> Work required: Write the entries below again, precisely as they appear.

> Record extracts:
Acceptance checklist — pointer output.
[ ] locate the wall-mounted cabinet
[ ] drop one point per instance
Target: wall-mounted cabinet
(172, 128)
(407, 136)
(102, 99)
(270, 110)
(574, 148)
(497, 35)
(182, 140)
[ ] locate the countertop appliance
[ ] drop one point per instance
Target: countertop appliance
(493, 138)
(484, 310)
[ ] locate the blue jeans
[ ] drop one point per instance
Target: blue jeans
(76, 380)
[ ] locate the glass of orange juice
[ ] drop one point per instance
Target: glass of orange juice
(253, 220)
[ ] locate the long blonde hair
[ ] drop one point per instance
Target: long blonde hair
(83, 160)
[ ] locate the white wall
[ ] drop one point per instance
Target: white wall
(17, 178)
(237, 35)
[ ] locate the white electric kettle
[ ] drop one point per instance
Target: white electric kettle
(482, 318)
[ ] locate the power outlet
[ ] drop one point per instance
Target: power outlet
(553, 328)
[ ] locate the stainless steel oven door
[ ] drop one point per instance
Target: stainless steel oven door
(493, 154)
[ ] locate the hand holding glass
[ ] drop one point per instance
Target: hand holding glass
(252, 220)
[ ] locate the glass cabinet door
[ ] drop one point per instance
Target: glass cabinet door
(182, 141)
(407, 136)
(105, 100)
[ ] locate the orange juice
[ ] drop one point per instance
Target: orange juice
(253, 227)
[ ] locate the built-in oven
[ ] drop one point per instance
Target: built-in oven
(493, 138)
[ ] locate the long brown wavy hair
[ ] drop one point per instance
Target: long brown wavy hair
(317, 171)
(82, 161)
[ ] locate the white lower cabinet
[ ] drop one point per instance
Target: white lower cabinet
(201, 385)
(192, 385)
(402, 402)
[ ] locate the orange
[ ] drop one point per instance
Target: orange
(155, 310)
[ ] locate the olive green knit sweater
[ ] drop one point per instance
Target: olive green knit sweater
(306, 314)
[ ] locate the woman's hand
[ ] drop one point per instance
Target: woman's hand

> Response area:
Acceptance checklist — pointer output.
[ ] locate the wall-mounted cabinet
[ ] drop one point per instance
Target: wall-mounted cabinet
(172, 128)
(407, 136)
(102, 99)
(270, 110)
(574, 148)
(497, 35)
(182, 140)
[ ] locate the countertop appliance
[ ] drop one point per instance
Target: countertop appliance
(493, 138)
(484, 310)
[ ] locate the blue jeans
[ ] drop one point per instance
Target: blue jeans
(76, 380)
[ ] locate the glass of orange juice
[ ] drop one point per instance
Target: glass of orange juice
(253, 220)
[ ] locate the long blonde hair
[ ] drop one point per instance
Target: long blonde hair
(83, 160)
[ ] locate the white wall
[ ] drop one point per instance
Target: white wall
(17, 178)
(237, 35)
[ ] locate the white electric kettle
[ ] drop one point per instance
Target: white electric kettle
(482, 318)
[ ] locate the power outlet
[ ] drop one point per instance
Target: power outlet
(553, 328)
[ ] locate the stainless steel oven door
[ ] drop one point per instance
Target: stainless steel oven door
(493, 154)
[ ] locate the hand holding glass
[ ] drop one point per instance
Target: hand holding glass
(252, 220)
[ ] locate the glass cabinet door
[ ] drop one point per instance
Target: glass cabinet door
(182, 141)
(407, 136)
(105, 100)
[ ] locate the orange juice
[ ] drop one point per instance
Target: orange juice
(253, 227)
[ ] locate the built-in oven
[ ] drop one point per instance
Target: built-in oven
(493, 138)
[ ] locate the long brown wavy hair
[ ] drop one point per instance
Target: long brown wavy hair
(317, 171)
(82, 161)
[ ] locate the white lower cabinet
[ ] drop one point per instance
Target: white lower cabinet
(201, 385)
(192, 385)
(402, 402)
[ ] locate the orange
[ ] drop one point per instance
Target: orange
(155, 310)
[ ] locate the olive green knit sweater
[ ] drop one point per instance
Target: olive green knit sweater
(306, 314)
[ ] locate the woman's hand
[ ] drop one point per instance
Target: woman's hand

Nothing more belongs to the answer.